Copy the data from its start through the line containing "[(603, 405), (560, 321), (31, 283), (494, 322)]", substituting "Label" for "Target" and keeping everything else the same. Omit the pictures.
◆ ◆ ◆ ◆
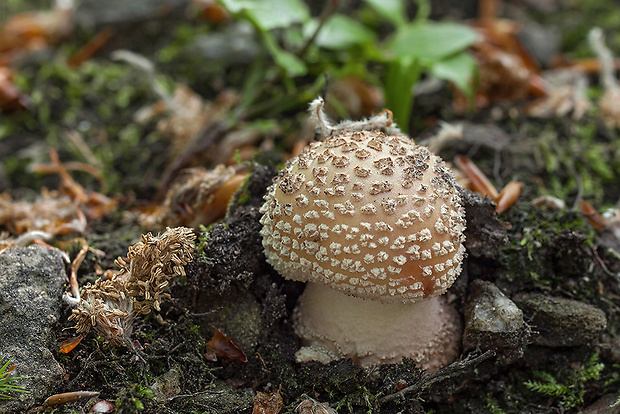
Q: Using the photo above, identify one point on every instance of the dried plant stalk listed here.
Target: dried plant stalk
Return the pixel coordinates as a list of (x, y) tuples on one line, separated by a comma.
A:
[(110, 306)]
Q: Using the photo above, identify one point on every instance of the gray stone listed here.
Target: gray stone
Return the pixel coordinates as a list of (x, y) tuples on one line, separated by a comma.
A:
[(561, 322), (31, 284), (604, 405), (494, 322)]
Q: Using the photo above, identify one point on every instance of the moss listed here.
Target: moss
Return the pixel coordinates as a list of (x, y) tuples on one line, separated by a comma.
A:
[(550, 250), (97, 102)]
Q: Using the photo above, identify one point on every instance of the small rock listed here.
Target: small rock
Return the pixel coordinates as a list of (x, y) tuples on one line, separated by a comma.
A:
[(603, 405), (560, 321), (31, 283), (494, 322)]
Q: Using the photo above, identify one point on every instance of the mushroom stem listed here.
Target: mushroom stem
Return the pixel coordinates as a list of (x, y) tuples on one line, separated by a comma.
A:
[(334, 325)]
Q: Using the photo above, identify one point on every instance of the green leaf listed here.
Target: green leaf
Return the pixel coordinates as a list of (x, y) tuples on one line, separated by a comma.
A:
[(458, 69), (391, 10), (291, 64), (340, 32), (431, 42), (400, 79), (270, 14)]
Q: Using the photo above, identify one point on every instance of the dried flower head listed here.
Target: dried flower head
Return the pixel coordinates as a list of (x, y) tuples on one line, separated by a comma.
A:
[(110, 306)]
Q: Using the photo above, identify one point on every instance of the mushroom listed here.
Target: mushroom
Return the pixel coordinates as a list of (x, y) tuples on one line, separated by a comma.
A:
[(374, 224)]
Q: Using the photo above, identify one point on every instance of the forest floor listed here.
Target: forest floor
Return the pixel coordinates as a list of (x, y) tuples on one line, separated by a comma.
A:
[(109, 119)]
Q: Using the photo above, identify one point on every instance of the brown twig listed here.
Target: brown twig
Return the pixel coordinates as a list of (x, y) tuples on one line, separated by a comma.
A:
[(440, 375), (75, 287)]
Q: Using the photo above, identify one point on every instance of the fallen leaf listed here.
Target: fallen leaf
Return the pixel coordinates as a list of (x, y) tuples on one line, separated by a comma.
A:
[(68, 345), (267, 403), (222, 346)]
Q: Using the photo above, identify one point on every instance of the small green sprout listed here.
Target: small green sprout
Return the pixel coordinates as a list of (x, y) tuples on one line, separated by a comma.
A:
[(572, 390), (6, 382)]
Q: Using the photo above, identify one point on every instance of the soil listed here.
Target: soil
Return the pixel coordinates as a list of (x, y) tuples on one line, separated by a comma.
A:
[(229, 285)]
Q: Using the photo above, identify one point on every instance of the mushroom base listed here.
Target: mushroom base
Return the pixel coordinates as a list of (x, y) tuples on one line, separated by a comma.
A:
[(334, 325)]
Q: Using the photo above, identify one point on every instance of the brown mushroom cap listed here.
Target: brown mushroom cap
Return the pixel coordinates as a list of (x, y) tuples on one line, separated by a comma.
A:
[(371, 215)]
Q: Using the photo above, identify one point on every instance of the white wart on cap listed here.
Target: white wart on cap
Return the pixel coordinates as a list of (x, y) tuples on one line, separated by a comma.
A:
[(370, 215)]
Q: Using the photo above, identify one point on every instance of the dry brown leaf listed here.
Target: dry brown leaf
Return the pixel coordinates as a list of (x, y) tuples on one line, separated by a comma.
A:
[(222, 346), (267, 403)]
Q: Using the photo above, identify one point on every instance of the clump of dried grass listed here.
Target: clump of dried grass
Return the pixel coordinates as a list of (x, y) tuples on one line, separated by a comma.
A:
[(110, 306)]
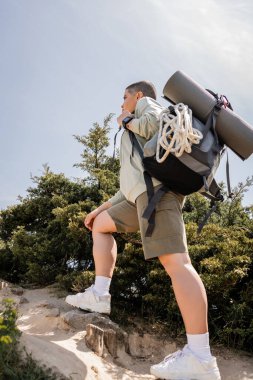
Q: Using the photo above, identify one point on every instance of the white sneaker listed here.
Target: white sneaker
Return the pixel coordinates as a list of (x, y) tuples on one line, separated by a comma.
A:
[(184, 365), (91, 301)]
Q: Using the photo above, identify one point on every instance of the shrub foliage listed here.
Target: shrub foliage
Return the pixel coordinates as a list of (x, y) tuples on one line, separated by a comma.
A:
[(43, 240)]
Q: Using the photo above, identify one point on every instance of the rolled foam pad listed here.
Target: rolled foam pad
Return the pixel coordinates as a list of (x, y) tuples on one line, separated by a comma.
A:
[(236, 133)]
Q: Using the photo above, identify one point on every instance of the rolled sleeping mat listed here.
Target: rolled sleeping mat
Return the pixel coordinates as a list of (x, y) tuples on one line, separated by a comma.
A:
[(236, 133)]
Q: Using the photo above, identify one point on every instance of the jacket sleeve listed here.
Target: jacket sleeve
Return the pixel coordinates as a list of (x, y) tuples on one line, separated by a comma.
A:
[(117, 198), (146, 121)]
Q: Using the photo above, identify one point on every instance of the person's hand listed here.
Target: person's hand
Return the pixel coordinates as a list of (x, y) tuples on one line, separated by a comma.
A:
[(88, 221), (122, 117)]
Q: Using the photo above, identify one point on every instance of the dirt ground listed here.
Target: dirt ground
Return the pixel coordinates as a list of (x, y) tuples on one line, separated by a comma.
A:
[(53, 343)]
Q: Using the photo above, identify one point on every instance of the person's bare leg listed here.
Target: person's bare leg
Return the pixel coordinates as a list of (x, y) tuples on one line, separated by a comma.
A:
[(104, 245), (189, 291)]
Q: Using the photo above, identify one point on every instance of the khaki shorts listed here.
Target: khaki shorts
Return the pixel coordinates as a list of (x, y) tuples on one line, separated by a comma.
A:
[(169, 233)]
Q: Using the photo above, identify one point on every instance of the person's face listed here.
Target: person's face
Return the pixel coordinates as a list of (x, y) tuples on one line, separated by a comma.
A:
[(130, 100)]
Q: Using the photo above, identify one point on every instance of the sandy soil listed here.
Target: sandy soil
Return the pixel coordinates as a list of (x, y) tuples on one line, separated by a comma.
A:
[(53, 343)]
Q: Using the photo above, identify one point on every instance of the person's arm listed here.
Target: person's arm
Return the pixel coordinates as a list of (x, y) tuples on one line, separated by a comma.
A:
[(88, 222), (117, 198), (146, 122)]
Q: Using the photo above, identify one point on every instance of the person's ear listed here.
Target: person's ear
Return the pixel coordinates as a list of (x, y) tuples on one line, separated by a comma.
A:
[(139, 95)]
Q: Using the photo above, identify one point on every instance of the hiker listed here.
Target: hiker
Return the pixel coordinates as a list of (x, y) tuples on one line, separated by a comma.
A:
[(123, 213)]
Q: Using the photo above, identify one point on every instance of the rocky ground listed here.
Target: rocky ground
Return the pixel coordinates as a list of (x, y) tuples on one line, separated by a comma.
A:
[(89, 346)]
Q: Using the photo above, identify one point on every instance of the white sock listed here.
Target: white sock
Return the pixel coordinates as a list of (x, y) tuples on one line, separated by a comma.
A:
[(102, 285), (199, 345)]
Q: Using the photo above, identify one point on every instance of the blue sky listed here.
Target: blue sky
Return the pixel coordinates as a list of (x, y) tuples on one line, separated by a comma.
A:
[(64, 64)]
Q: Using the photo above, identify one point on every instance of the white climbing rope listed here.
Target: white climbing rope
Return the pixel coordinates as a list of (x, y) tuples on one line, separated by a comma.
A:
[(176, 134)]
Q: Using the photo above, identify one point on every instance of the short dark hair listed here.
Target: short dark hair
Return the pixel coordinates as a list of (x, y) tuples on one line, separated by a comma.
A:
[(147, 88)]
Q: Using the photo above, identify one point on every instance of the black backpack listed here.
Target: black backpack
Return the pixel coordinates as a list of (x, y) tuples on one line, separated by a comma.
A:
[(189, 173)]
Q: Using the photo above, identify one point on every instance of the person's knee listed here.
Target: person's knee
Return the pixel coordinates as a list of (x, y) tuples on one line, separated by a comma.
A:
[(103, 223), (174, 263)]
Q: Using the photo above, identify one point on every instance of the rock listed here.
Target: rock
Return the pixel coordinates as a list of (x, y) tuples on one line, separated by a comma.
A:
[(146, 345), (115, 340), (45, 304), (79, 320), (53, 312), (23, 300), (3, 285), (95, 339), (17, 291)]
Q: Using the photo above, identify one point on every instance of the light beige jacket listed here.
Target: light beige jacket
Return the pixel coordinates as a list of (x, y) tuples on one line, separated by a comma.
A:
[(144, 125)]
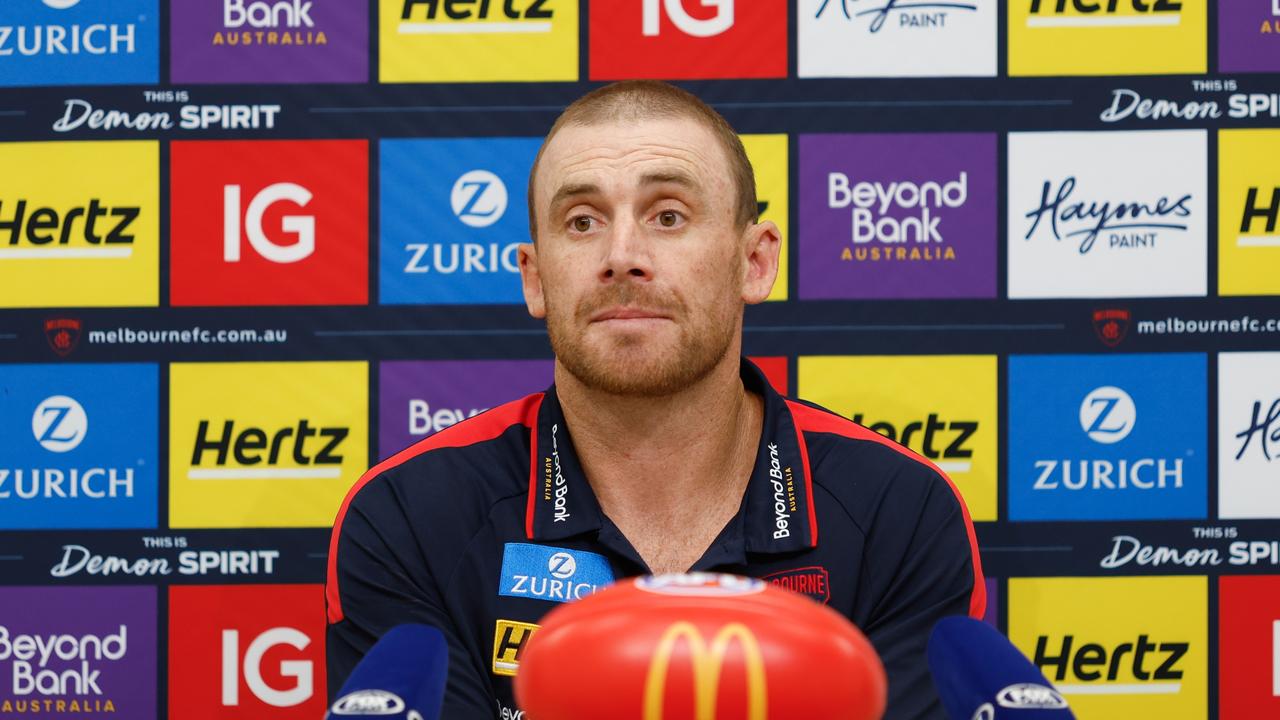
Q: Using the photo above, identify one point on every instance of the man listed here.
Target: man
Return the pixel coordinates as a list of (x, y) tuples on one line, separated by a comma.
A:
◆ ◆ ◆ ◆
§ **Complete answer**
Q: Using the photo above, identify one point on every instance of the dried plant stalk listed here.
Label: dried plant stalk
Return the pixel coordinates as a list of (x, y) tuples on one line, separated by a comma.
A:
[(110, 306)]
Q: Using the photo above, identify one point on every instance of the gray stone listed here.
Label: gray stone
Return the pixel coordinates as a list of (x, y) tuples on one line, separated by a comma.
A:
[(561, 322), (31, 284), (604, 405), (494, 322)]
Q: Using the photo above, identify one point on every instance of the moss listed here.
Label: moss
Return the pixel coordinates as a list of (x, y) tuples on one line, separated by a comma.
A:
[(550, 250), (97, 102)]
Q: Using the photo above, identify one point on every instance of the small rock listed here.
Label: small rock
Return the pixel coordinates as a list of (x, y) tuples on one line, separated by a comma.
A:
[(603, 405), (560, 321), (31, 283), (494, 322)]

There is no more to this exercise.